To be done -> Rewrite each of the rows below, replacing every "output" with "result" and changing nothing else.

+++ Data rows +++

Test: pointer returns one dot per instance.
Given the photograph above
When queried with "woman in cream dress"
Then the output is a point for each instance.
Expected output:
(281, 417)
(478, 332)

+++

Result ->
Test: pointer returns one dot per instance.
Given the photograph above
When queried with "woman in cream dress"
Then the result is a point for each instance.
Expected result:
(281, 417)
(478, 332)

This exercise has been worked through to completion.